**INSTRUCTIONS TO FOLLOW:** Each line from the one containing "Check that every instance of the man wearing" through the final line of the data below must be repeated exactly.

(Natural-language object grounding data)

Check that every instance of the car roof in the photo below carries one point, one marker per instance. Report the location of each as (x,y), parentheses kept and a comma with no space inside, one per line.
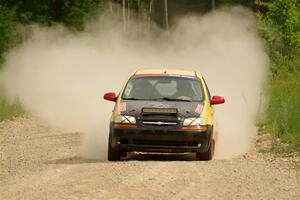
(168,72)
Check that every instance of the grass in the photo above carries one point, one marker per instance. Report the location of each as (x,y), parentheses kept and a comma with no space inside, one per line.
(9,110)
(282,116)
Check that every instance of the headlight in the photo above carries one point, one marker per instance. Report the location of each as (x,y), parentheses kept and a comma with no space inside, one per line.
(125,119)
(194,122)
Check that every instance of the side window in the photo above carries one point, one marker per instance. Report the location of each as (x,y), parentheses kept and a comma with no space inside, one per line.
(208,92)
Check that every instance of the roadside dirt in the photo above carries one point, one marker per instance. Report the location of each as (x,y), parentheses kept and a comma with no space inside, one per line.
(38,162)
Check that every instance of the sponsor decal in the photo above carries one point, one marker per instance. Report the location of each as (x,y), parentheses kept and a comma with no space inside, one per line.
(122,107)
(199,108)
(159,105)
(160,110)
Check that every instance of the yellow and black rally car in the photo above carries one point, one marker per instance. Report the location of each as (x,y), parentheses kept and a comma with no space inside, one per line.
(163,110)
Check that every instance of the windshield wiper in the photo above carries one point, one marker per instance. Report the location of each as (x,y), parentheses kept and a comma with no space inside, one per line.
(132,98)
(171,99)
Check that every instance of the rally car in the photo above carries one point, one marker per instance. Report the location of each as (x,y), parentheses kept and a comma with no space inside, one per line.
(163,110)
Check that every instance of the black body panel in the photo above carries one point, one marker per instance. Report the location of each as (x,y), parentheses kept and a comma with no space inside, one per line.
(160,139)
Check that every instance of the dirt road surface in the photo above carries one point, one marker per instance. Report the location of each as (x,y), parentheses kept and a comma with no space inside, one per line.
(38,162)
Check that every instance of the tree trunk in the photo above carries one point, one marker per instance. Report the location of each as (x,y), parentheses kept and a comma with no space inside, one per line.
(149,14)
(213,5)
(128,15)
(167,15)
(124,15)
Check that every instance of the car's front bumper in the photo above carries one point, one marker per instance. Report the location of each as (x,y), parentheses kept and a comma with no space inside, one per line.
(160,139)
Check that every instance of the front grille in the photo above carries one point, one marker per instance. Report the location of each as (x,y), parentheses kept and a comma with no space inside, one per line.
(159,123)
(159,120)
(159,142)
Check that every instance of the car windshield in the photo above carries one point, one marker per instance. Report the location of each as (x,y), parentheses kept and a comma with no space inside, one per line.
(163,88)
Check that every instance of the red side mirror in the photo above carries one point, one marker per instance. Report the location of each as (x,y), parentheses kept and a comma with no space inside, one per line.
(110,96)
(217,100)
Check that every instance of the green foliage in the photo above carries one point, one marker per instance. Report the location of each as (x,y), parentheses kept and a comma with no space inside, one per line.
(283,112)
(8,35)
(48,12)
(280,29)
(9,110)
(284,18)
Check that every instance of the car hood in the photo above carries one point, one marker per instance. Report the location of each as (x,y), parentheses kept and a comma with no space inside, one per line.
(185,109)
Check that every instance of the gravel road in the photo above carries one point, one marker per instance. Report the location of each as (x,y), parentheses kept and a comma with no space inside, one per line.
(38,162)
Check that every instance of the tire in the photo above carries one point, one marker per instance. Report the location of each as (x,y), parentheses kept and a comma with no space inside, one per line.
(112,155)
(208,155)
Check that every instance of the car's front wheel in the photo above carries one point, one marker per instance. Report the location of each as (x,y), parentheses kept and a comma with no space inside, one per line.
(208,155)
(113,155)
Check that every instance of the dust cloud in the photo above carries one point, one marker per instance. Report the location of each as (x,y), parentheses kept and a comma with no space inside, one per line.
(61,77)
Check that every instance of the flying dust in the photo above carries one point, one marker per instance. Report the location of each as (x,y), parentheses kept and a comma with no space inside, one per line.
(60,76)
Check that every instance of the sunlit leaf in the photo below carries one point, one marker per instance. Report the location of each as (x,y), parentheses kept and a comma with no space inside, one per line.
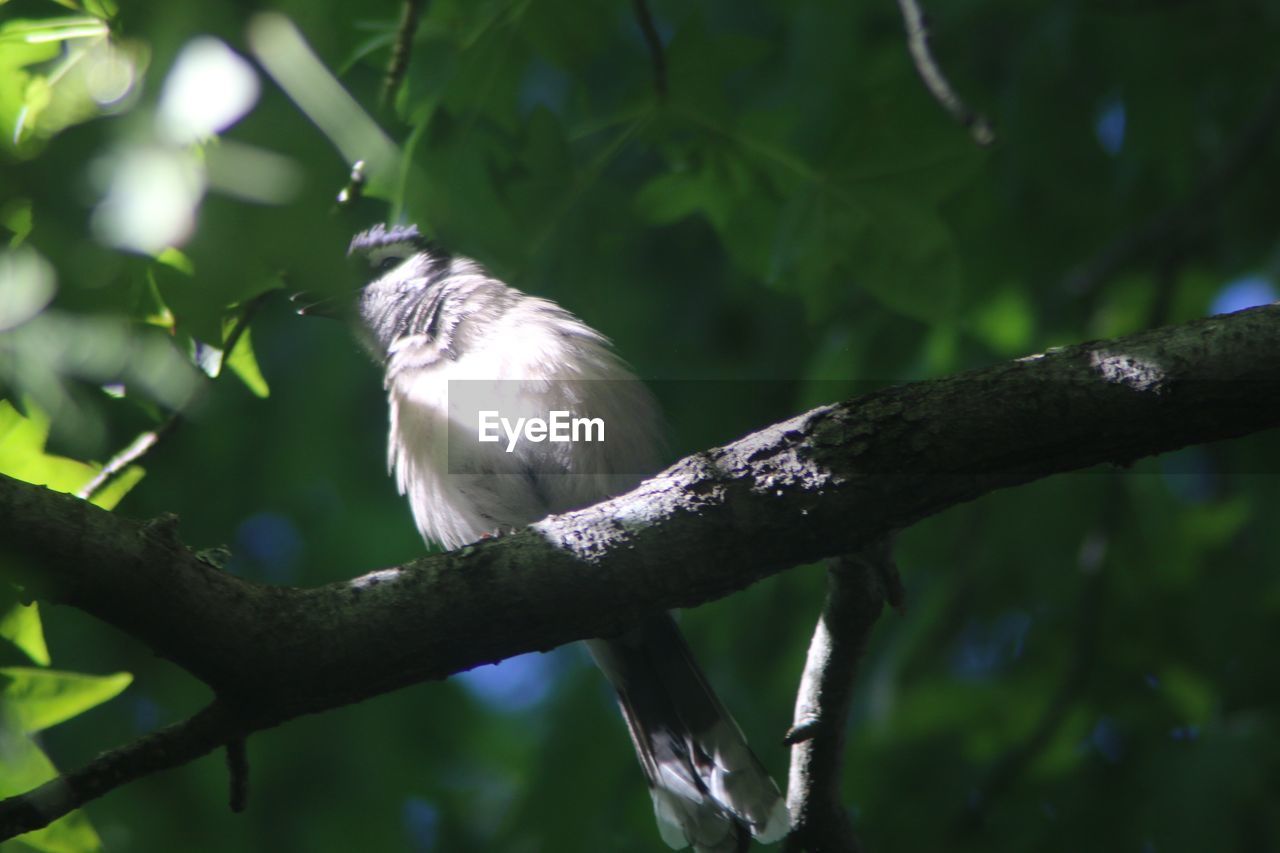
(24,766)
(42,698)
(245,365)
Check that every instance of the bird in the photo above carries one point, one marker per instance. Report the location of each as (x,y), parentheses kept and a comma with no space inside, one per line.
(462,351)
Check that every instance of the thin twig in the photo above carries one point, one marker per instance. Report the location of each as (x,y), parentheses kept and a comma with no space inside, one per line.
(136,450)
(401,51)
(1175,224)
(858,587)
(918,44)
(169,747)
(654,42)
(142,445)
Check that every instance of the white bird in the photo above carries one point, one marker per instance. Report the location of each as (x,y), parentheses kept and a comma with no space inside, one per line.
(461,351)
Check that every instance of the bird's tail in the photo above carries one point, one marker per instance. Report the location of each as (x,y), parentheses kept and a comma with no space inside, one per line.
(709,790)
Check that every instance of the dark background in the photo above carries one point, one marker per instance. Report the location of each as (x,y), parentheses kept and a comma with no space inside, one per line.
(1087,662)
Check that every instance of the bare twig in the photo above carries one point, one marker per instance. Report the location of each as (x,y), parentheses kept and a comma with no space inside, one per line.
(169,747)
(858,587)
(1171,228)
(142,445)
(918,44)
(401,51)
(654,42)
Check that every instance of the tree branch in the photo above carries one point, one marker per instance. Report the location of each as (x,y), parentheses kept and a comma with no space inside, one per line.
(401,51)
(644,18)
(858,587)
(823,483)
(935,81)
(169,747)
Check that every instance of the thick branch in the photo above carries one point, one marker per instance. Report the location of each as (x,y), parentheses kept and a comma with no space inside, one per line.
(819,484)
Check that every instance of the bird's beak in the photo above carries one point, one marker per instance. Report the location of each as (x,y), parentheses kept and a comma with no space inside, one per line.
(337,308)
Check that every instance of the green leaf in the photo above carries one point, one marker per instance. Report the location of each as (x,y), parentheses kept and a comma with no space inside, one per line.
(243,364)
(22,456)
(1005,322)
(23,766)
(19,624)
(41,698)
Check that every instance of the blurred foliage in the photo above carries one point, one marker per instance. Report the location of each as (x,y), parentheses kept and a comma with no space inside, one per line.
(1084,662)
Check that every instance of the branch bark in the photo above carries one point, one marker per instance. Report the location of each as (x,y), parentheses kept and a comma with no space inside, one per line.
(823,483)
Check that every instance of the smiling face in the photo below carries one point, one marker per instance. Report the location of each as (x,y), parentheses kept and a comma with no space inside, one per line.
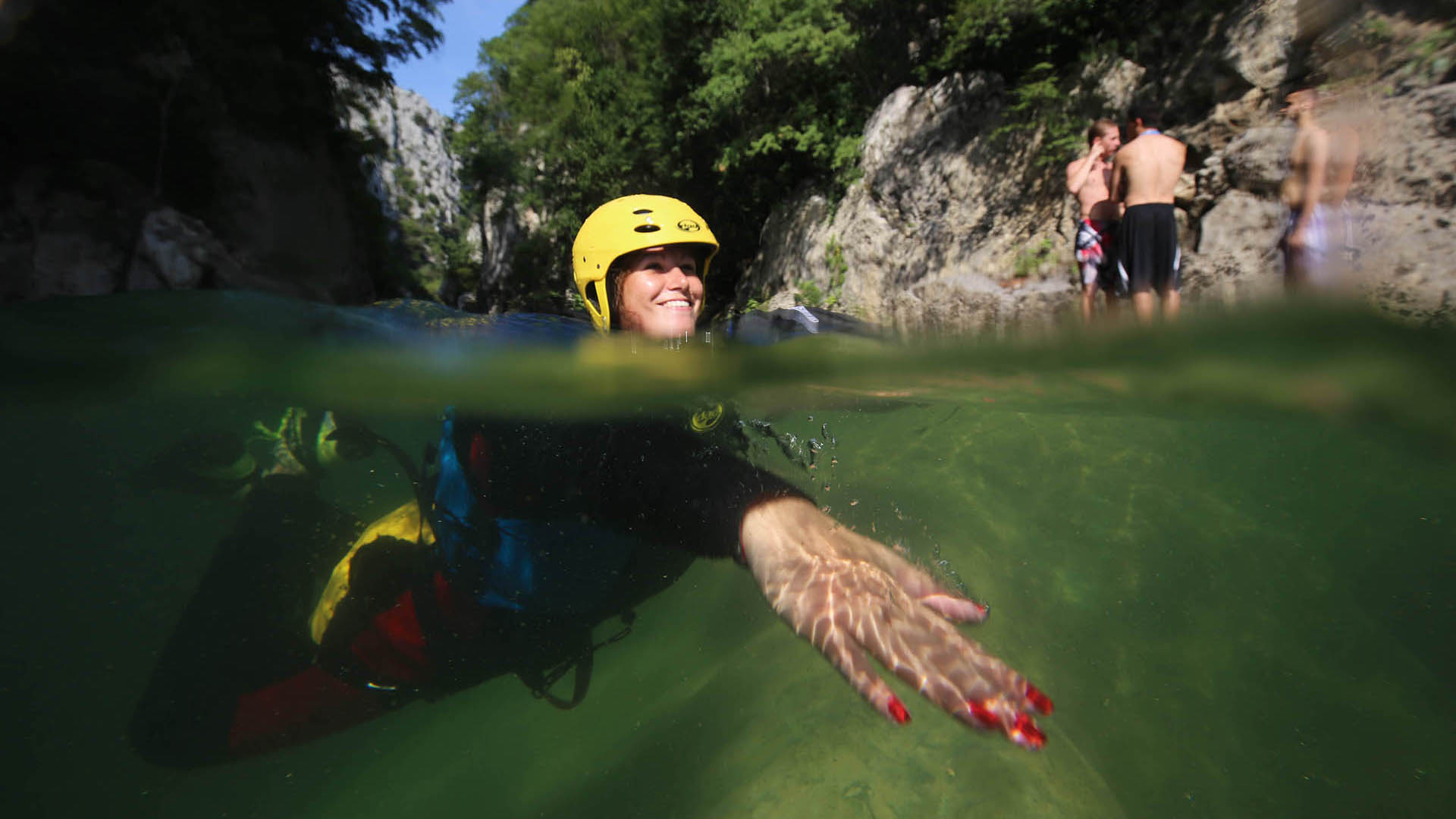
(1111,140)
(660,292)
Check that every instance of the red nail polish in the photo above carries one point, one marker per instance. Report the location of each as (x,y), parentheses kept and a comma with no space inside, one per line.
(982,713)
(1038,700)
(1025,733)
(897,710)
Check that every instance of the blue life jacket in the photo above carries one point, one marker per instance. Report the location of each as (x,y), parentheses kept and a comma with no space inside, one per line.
(538,567)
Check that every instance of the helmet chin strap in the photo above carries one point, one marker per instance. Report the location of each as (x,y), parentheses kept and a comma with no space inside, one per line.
(603,308)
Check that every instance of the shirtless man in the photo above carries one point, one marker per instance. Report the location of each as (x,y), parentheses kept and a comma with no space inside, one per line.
(1145,175)
(1321,172)
(1088,180)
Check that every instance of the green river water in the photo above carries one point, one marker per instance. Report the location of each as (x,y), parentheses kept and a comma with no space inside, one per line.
(1225,550)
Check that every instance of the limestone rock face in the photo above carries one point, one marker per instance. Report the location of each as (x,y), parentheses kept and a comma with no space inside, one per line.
(280,222)
(1260,39)
(419,175)
(921,240)
(178,253)
(951,228)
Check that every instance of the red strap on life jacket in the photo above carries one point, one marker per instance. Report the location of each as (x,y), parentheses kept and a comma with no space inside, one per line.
(306,706)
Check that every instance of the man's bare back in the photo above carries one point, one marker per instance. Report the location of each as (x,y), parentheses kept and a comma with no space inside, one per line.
(1145,177)
(1147,169)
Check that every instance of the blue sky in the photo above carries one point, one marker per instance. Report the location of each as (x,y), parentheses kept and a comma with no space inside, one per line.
(465,25)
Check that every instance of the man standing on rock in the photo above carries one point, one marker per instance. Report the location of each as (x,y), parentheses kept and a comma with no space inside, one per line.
(1321,169)
(1145,175)
(1090,180)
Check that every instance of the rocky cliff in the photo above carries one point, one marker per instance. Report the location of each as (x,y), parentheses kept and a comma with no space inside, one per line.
(954,226)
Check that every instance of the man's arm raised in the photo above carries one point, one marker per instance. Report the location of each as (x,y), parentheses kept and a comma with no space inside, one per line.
(855,599)
(1081,169)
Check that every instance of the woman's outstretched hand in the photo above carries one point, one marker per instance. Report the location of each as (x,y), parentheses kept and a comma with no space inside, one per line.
(849,596)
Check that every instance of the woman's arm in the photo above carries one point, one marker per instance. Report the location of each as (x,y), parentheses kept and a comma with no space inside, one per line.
(855,599)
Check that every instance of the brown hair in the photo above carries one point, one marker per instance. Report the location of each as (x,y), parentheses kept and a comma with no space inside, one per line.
(1100,129)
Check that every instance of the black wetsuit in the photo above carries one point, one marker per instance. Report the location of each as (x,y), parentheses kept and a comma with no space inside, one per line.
(240,673)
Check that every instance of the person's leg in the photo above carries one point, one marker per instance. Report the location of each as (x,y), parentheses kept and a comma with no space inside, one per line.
(1144,306)
(245,630)
(1171,303)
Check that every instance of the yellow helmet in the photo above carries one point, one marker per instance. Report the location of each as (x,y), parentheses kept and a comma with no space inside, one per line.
(626,224)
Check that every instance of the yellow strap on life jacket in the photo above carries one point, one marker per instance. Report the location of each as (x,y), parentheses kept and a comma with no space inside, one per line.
(402,523)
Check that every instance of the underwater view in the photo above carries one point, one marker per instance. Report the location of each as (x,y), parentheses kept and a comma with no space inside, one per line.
(1223,548)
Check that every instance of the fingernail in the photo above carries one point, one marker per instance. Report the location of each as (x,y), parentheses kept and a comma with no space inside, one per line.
(982,713)
(1025,733)
(1038,700)
(897,710)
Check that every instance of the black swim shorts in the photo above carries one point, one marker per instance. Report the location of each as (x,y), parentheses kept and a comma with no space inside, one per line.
(1147,253)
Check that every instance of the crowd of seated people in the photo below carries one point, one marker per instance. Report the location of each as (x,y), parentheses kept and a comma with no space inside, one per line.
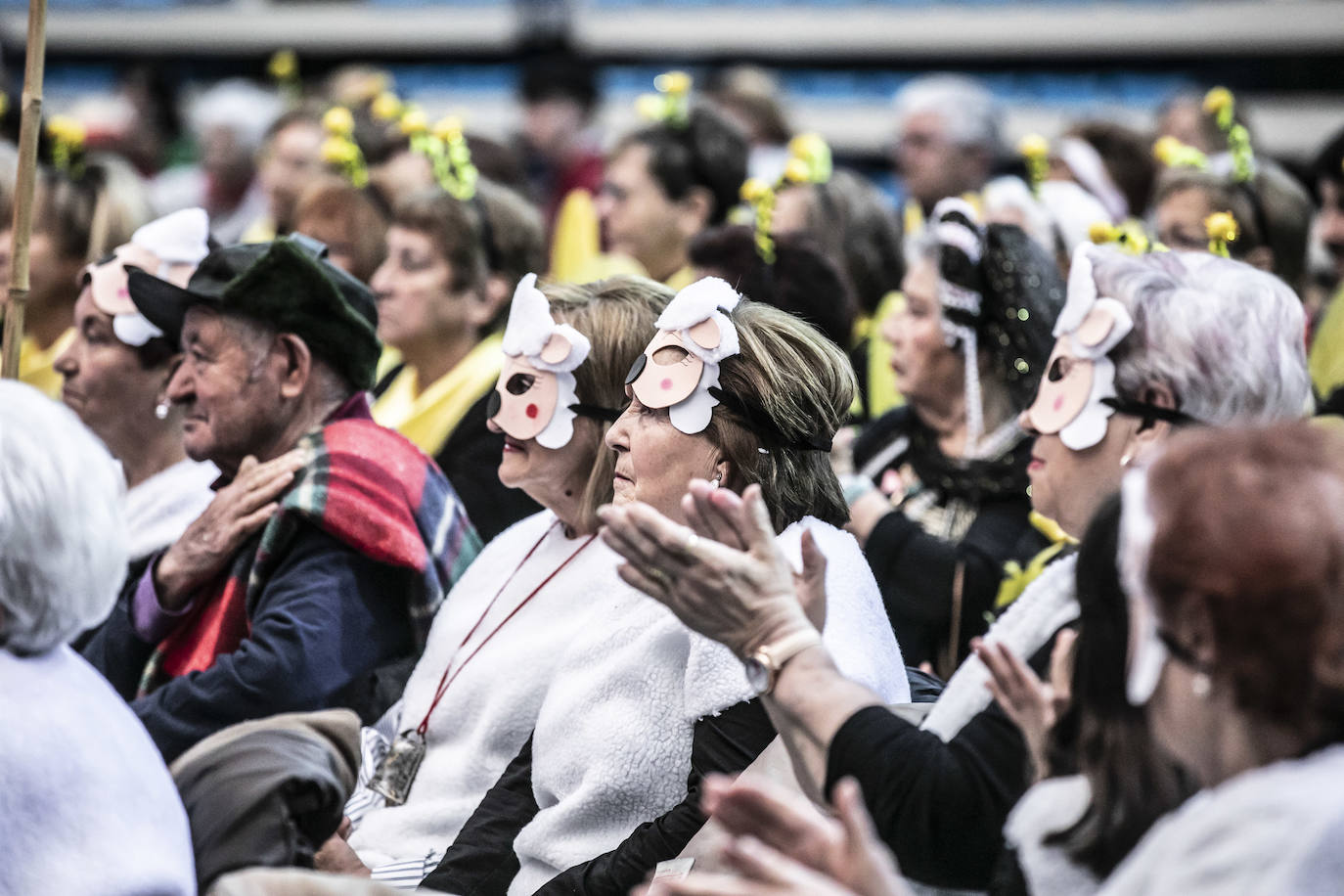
(383,507)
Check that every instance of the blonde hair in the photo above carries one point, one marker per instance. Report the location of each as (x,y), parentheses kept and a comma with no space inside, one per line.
(618,316)
(804,384)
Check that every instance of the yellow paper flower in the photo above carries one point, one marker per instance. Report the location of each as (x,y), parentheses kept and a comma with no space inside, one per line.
(674,82)
(1102,233)
(1167,148)
(1221,226)
(797,171)
(414,122)
(1034,147)
(754,190)
(338,151)
(338,121)
(449,129)
(650,107)
(386,107)
(67,130)
(1218,100)
(284,65)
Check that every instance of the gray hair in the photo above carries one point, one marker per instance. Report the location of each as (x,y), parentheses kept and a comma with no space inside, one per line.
(967,111)
(62,531)
(1224,336)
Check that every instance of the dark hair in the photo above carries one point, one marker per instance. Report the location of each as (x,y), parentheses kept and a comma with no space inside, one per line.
(560,75)
(1329,161)
(453,229)
(336,202)
(801,280)
(1275,594)
(708,152)
(852,225)
(1132,784)
(1127,156)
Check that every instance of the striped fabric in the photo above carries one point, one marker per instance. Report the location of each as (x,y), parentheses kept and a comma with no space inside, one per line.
(366,486)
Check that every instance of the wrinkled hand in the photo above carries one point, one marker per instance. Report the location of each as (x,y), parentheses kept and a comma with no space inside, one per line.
(336,856)
(730,582)
(234,515)
(784,845)
(1032,704)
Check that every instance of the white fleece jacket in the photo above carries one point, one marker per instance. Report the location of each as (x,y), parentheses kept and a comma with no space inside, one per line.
(613,739)
(491,707)
(86,805)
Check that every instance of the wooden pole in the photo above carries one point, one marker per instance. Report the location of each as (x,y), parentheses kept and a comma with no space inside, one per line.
(29,124)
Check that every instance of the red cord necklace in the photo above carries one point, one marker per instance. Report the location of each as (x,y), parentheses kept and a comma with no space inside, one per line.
(397,771)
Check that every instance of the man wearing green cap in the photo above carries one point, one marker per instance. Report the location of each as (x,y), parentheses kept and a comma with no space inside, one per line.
(311,579)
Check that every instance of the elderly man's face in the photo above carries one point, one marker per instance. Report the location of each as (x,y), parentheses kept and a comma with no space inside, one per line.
(931,165)
(227,389)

**EXPECTED OUTPUT:**
Check that every instance of the man wearing green cap in the photo above carries one point, one marker per instance. Report the location of each as (x,y), parentheses kept and a comma with no space inside, one per line.
(311,579)
Check that every instance of the elderly man's face in the photo above carries one point, one marker per instance. Report the location of each as (x,y), parentheses kept and a comma with no space inside, one per line.
(931,165)
(227,389)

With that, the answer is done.